DATA SHOWN

+---+

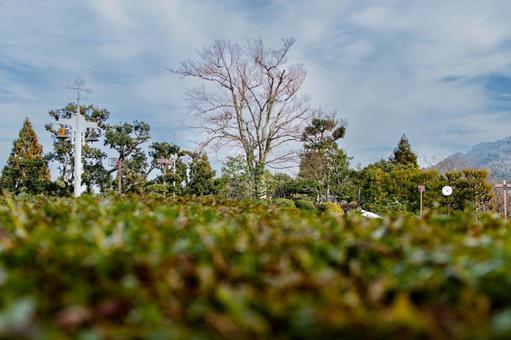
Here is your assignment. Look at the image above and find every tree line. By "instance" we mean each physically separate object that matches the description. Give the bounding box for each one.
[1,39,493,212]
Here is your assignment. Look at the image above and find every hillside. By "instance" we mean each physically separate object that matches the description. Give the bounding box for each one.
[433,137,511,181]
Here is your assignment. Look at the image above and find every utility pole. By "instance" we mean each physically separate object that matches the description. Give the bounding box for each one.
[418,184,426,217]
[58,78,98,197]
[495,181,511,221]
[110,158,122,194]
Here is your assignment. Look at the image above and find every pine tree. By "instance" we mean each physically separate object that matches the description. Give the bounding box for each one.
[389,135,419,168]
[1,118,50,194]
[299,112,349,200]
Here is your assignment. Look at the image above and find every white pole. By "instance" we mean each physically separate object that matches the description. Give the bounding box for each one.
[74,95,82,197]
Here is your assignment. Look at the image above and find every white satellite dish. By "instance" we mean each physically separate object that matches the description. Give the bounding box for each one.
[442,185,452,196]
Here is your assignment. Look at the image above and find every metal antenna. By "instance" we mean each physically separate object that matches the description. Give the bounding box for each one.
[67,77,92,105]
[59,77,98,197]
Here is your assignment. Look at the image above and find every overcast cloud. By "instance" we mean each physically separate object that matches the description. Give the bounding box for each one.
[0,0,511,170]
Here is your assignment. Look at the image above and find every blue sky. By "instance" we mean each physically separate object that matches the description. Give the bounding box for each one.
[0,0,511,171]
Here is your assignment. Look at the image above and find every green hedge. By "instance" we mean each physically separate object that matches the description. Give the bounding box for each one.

+---+

EXERCISE OBJECTIVE
Reproduce the records beginning at the line that has "find every overcast" and stopping after the line that has "[0,0,511,171]", requests included, with every bounding-box coordinate in the answers shifted up by 84.

RESPONSE
Here is your assignment. Look at the image above and find every overcast cloud. By "instance" we mean each physically separate object that matches the description. Give the bounding box for each one.
[84,84,595,254]
Here is your assignment. Look at the image above and find every blue sky. By "instance" we mean each physically separate object that matches the description. Give the bounding box for each one.
[84,84,595,255]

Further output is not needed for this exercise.